--- Extrait de page ---
Alors qu'elle bénéficiait d'une pension d'invalidité versée par l'Etat polonais aux anciens déportés, elle choisit, en 1985 de partir s'installer en Allemagne. La Pologne refuse de continuer à lui verser la pension, celle-ci étant versée sous condition de résidence en Pologne, décision confirmée par la justice polonaise en 2003. Seulement voilà, depuis lors, la Pologne est membre de l'UE. Mme Nerkowska réclame donc à nouveau le versement de la pension en prenant notamment argument du fait que la législation polonaise serait contraire à l'article 18 TCE.
La Cour indique tout d'abord, refrain connu, que même si, en l'état du droit communautaire, le versement de pension de guerre/répression reste de la compétence nationale, les Etats ne peuvent en faire usage de sorte à restreindre les libertés garantie par les Traités. Du reste, il ne s'agit pas ici d'une situation purement interne puisque Mme Nerkowska a usé de sa liberté de circulation.
Dès lors, la question qui se pose est la suivante: la législation polonaise constitue-t-elle une entrave à la libre circulation des citoyens et, si oui, peut-elle être justifiée?
En ce qui concerne le premier point, une condition de résidence constitue une entrave claire à la liberté de circulation. Une telle condition dissuade en effet le citoyen de se déplacer au sein de l'Union puisqu'il perd se faisant certains avantages sociaux.
Sur la justification éventuelle de cette entrave, "une réglementation nationale qui impose une telle restriction à l’exercice des libertés par les ressortissants nationaux ne peut être justifiée, au regard du droit communautaire, que si elle se fonde sur des considérations objectives d’intérêt général indépendantes de la nationalité des personnes concernées et est proportionnée à l’objectif légitimement poursuivi par le droit national" (point 34).
---
→ **Consigne**: Reproduisez à l'identique la partie du texte sur l'affaire Nerkowska qui s'ouvre sur les mots « La Cour indique » et se clôt sur « certains avantages sociaux. ». Les lignes qui suivent n'interviennent en rien ici.
--- Lignes ---
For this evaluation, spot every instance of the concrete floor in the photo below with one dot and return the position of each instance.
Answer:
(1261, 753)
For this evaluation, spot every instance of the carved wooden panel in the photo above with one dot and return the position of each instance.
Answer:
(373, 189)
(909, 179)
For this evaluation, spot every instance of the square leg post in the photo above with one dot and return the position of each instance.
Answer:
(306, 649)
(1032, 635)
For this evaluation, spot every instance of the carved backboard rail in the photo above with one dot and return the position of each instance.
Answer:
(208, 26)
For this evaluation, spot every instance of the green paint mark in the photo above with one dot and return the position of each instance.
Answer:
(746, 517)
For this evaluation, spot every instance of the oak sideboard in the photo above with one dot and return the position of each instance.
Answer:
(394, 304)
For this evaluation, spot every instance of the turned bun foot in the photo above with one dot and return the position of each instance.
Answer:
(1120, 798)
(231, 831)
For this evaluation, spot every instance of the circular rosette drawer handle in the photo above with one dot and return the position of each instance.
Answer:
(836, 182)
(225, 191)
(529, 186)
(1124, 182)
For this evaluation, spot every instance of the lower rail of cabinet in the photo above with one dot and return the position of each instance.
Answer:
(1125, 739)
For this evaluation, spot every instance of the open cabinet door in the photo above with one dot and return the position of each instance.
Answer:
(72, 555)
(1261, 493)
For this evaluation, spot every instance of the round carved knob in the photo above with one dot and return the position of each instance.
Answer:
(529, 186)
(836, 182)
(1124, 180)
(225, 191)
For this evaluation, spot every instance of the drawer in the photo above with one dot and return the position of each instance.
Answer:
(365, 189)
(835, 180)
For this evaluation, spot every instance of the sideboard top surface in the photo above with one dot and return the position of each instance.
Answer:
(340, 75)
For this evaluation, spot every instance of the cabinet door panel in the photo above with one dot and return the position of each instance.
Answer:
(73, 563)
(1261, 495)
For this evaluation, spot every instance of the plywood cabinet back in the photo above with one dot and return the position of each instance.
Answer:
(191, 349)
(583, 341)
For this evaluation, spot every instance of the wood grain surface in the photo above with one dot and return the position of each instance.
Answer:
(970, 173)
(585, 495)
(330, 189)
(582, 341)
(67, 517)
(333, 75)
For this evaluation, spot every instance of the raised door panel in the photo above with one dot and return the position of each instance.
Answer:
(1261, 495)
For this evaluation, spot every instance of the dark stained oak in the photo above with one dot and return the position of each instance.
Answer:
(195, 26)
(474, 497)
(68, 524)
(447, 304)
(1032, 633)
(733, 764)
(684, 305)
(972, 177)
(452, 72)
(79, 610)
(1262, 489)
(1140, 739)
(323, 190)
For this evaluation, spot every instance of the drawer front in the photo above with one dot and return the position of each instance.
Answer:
---
→ **Réponse attendue**:
La Cour indique tout d'abord, refrain connu, que même si, en l'état du droit communautaire, le versement de pension de guerre/répression reste de la compétence nationale, les Etats ne peuvent en faire usage de sorte à restreindre les libertés garantie par les Traités. Du reste, il ne s'agit pas ici d'une situation purement interne puisque Mme Nerkowska a usé de sa liberté de circulation.
Dès lors, la question qui se pose est la suivante: la législation polonaise constitue-t-elle une entrave à la libre circulation des citoyens et, si oui, peut-elle être justifiée?
En ce qui concerne le premier point, une condition de résidence constitue une entrave claire à la liberté de circulation. Une telle condition dissuade en effet le citoyen de se déplacer au sein de l'Union puisqu'il perd se faisant certains avantages sociaux.